Prompt 1 »
Answer these questions using the article on High-Rise:
(a) Who directed the film adaptation?
(b) How many stories does the apartment tower have?
(c) Which actor plays Robert Laing?
Prompt 2 » Reproduce the part of the records that opens with the line containing "Where can the cloud layer be seen here?" and closes with the end of the records, substituting "occurrence" for "instance" and keeping everything else the same.

Text provided »
Architecture Isn’t the Villain of “High-Rise”—We Are

Architecture isn’t the villain of "high-rise"—we are
In High-Rise, the titular luxury residential tower is crowned by an elaborate roof garden, complete with a thatch-roofed cottage / © Studio Canal

In Ben Wheatley’s High-Rise, the first film adaptation of J.G. Ballard’s novel, you get the entire litany of architecture-run-amok as it appears in virtually any cultural product. There’s the architect as mad visionary, capable of bringing astounding visions of the future into the present but unable to dictate their evolution once human imperfection intervenes. There’s the mania of stacking too many people too high into the sky. And there’s the reckless and ignorant call to knock it all down and build again, tabula rasa, when it all falls apart.

All this is packaged in a set of aesthetics typical of architectural dystopias: Pure ’70s heroic Brutalism, a vision of alienation that’s undergoing something of a revival. The world of High-Rise is rife with shag carpet, V-columns thick as engine blocks, corduroy-textured concrete, and looming cantilevers. Part of a complex on London’s outskirts, the 40-story apartment tower is firmly attached to the fondue-party, pre-Thatcher era, but its dystopian leanings seem to place it in the future as well—as if its residents were “living in a future that has already taken place,” narrates our protagonist Robert Laing, played by Tom Hiddleston.

Data excerpts »
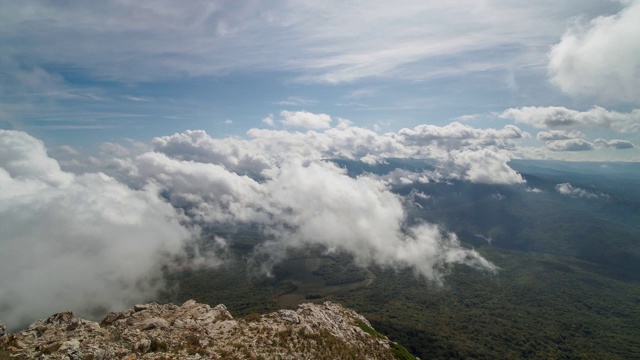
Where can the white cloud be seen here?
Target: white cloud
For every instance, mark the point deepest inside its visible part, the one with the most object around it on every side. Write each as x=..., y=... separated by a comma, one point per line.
x=318, y=204
x=574, y=191
x=601, y=59
x=82, y=242
x=456, y=135
x=569, y=145
x=68, y=150
x=558, y=117
x=24, y=157
x=113, y=149
x=615, y=143
x=305, y=119
x=553, y=135
x=204, y=38
x=269, y=120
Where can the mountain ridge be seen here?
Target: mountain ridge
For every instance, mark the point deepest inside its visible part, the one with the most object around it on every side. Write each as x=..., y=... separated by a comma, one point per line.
x=198, y=331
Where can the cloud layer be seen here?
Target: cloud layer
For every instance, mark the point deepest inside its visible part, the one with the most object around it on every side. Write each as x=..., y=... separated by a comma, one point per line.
x=84, y=242
x=601, y=59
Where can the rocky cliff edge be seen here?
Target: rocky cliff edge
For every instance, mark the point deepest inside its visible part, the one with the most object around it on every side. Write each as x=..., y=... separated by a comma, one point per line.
x=198, y=331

Worked solution 1 »
(a) Ben Wheatley
(b) 40
(c) Tom Hiddleston

Worked solution 2 »
Where can the cloud layer be seen here?
Target: cloud layer
For every occurrence, mark the point deepest inside its visible part, the one with the most object around it on every side. Write each as x=..., y=... separated by a comma, one point per line.
x=84, y=242
x=601, y=59
Where can the rocky cliff edge be seen here?
Target: rocky cliff edge
For every occurrence, mark the point deepest inside its visible part, the one with the most object around it on every side. Write each as x=..., y=... separated by a comma, one point per line.
x=198, y=331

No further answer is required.